# Excerpt to read
Sacroiliac Joint Dysfunction (SI Joint)
What are the sacroiliac (SI) joints?
The sacroiliac (SI) joints are formed by the connection of the sacrum and the right and left iliac bones (pelvis). The iliac bones are the two large bones that make up the pelvis. As a result, the SI joints connect the spine to the pelvis. The sacrum and the iliac bones (ileum) are held together by a collection of strong ligaments. There is relatively little motion at the SI joints. These joints do need to support the entire weight of the upper body when we are erect, which places a large amount of stress across them. This can lead to wearing of the cartilage of the SI joints and arthritis.
What is sacroiliac joint dysfunction?
There are many different terms for sacroiliac joint problems, including SI joint dysfunction, sacroiliac joint disease, SI joint syndrome, SI joint strain, and SI Joint inflammation. Each of these terms refers to a condition that causes pain in the SI joints from a specific cause.
- Lower back pain (below L5)

Saved entries:
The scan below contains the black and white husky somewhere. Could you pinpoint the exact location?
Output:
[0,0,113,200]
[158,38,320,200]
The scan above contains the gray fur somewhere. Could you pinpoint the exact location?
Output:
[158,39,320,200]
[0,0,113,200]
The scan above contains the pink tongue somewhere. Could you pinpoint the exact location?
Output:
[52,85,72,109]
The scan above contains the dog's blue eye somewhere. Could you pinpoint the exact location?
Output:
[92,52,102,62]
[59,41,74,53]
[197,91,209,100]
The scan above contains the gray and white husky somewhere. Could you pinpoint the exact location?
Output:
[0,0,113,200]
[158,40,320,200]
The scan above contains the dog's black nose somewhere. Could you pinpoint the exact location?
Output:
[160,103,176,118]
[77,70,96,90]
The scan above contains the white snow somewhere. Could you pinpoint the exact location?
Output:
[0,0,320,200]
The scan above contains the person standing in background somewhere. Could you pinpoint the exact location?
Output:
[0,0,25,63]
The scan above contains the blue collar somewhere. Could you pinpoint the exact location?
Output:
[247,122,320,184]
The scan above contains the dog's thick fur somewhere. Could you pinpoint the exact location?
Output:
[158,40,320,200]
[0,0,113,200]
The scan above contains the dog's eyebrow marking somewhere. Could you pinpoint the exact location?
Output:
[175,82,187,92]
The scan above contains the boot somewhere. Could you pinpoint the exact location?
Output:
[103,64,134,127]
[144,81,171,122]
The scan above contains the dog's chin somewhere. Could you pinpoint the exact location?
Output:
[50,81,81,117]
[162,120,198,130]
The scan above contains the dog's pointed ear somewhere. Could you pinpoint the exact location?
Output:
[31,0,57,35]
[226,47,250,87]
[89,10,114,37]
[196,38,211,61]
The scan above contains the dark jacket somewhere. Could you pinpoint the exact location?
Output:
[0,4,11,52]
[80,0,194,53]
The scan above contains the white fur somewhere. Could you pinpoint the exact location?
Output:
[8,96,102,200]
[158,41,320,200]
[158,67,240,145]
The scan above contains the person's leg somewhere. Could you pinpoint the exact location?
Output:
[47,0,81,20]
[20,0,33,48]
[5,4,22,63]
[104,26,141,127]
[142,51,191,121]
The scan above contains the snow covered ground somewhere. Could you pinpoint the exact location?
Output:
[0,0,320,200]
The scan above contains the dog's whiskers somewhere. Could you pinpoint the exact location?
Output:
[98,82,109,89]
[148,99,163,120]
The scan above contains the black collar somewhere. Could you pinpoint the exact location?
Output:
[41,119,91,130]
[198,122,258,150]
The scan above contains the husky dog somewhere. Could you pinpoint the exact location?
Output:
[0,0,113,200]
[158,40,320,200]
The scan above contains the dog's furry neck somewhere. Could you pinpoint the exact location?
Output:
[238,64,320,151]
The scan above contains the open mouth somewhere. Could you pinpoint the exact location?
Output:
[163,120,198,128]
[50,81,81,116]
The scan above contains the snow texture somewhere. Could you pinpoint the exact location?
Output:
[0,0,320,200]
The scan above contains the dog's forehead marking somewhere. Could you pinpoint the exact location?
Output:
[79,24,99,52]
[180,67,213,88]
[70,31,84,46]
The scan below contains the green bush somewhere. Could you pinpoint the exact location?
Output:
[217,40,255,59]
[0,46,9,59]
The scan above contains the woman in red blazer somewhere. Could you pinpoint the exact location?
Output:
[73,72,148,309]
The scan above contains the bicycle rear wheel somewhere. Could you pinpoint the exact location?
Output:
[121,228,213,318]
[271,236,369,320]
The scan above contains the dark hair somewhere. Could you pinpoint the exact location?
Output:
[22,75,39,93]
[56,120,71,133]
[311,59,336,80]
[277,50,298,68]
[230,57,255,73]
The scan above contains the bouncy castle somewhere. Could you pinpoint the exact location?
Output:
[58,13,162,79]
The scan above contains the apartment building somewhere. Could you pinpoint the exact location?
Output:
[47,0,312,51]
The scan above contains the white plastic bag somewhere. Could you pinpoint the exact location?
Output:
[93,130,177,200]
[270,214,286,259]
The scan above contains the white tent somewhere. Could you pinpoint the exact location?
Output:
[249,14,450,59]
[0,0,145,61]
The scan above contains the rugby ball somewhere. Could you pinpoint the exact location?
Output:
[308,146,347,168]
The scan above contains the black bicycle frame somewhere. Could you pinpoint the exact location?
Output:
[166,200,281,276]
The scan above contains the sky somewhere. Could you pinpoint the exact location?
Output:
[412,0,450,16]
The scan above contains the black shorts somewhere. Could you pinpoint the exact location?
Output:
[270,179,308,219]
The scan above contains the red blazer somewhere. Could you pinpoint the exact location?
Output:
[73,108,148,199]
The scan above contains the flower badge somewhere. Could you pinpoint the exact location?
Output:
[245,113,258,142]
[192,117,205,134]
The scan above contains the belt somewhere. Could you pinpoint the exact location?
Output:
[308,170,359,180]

# Work request A
Reproduce the passage on sacroiliac joints word for word, from "What is sacroiliac" up to and including "pain (below L5)".
# Work request B
In the passage on sacroiliac joints, what holds the sacrum and the iliac bones together?

# Your response A
What is sacroiliac joint dysfunction?
There are many different terms for sacroiliac joint problems, including SI joint dysfunction, sacroiliac joint disease, SI joint syndrome, SI joint strain, and SI Joint inflammation. Each of these terms refers to a condition that causes pain in the SI joints from a specific cause.
- Lower back pain (below L5)

# Your response B
A collection of strong ligaments.